◆ **Records shown**
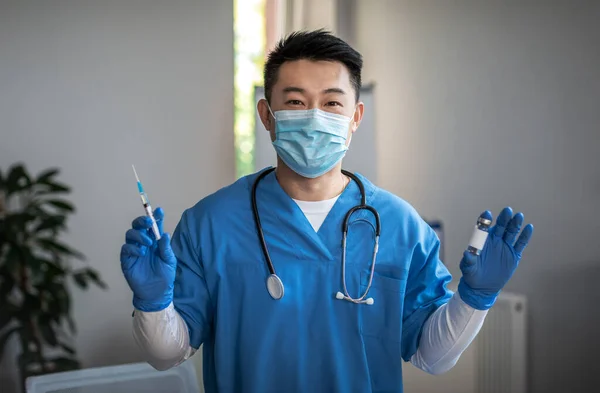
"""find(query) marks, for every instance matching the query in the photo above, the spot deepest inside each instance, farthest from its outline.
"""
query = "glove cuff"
* * *
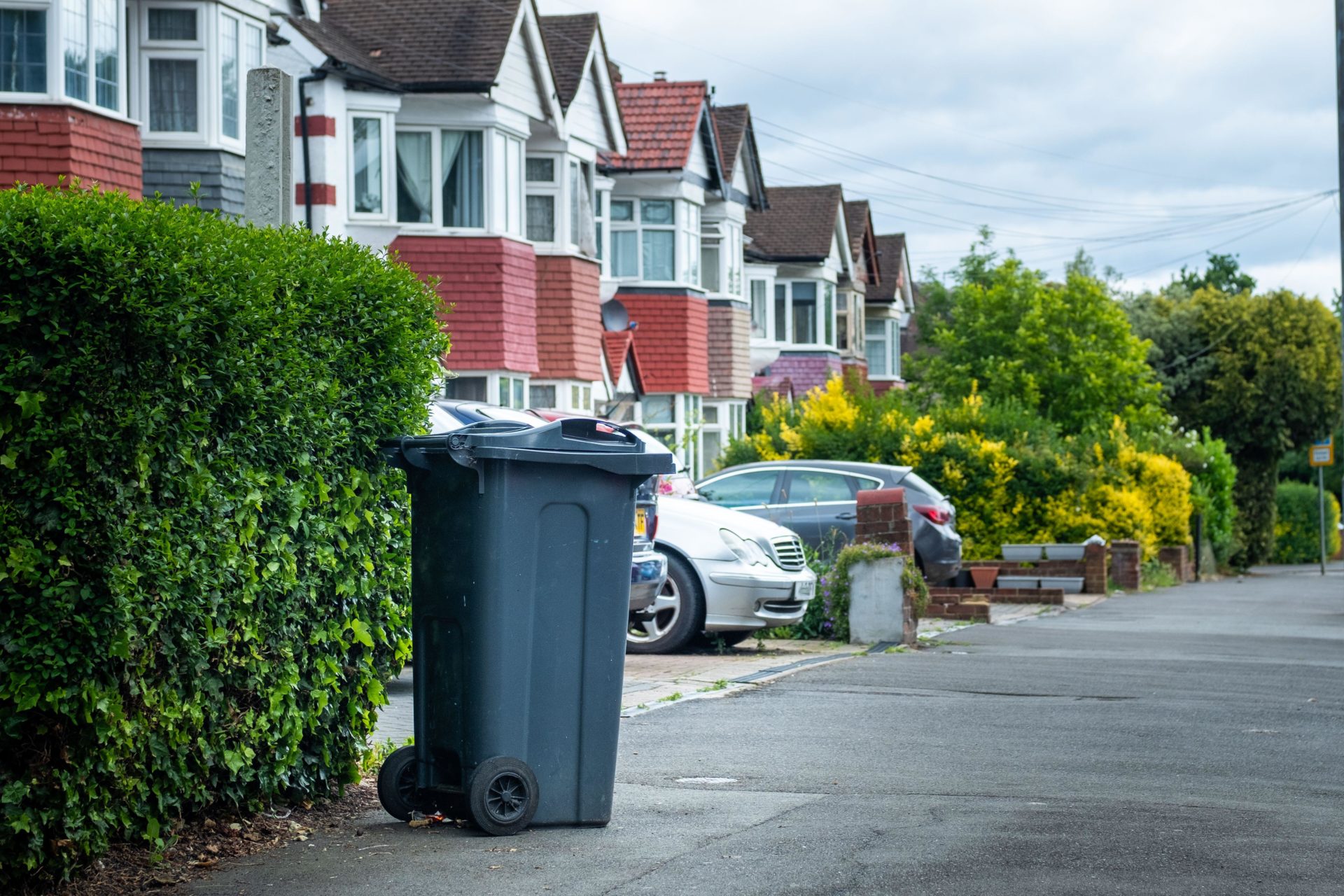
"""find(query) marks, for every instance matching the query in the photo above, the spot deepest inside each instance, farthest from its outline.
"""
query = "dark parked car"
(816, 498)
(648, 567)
--
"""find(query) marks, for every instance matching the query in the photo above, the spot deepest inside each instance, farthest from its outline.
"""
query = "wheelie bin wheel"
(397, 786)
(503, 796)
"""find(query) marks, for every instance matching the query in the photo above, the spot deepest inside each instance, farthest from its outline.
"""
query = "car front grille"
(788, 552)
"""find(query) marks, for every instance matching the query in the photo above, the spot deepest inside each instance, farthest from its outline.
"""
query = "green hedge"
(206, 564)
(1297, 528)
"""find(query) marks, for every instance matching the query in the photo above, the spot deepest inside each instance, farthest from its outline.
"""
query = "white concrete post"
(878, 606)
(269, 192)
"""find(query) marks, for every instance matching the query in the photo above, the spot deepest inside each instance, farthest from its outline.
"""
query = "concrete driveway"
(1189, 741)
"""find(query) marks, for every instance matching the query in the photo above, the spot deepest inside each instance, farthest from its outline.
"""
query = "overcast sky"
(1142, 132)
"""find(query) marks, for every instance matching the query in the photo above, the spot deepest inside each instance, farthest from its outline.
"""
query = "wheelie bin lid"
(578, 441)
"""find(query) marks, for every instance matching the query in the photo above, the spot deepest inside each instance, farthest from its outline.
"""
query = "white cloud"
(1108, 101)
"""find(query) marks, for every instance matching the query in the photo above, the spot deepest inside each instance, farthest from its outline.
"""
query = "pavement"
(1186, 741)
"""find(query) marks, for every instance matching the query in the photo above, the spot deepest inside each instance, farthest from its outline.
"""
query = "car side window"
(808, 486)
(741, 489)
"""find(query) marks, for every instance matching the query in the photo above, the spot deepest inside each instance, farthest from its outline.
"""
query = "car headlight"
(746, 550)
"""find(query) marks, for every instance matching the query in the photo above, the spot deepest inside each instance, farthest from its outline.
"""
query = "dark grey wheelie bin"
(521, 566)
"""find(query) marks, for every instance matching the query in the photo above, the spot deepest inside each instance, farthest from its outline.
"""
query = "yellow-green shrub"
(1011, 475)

◆ **Requirements**
Find every line above that contains the word "wheelie", and copy each one in full.

◆ **Final answer**
query = "wheelie bin wheel"
query = "wheelie bin lid"
query = "dark grey wheelie bin"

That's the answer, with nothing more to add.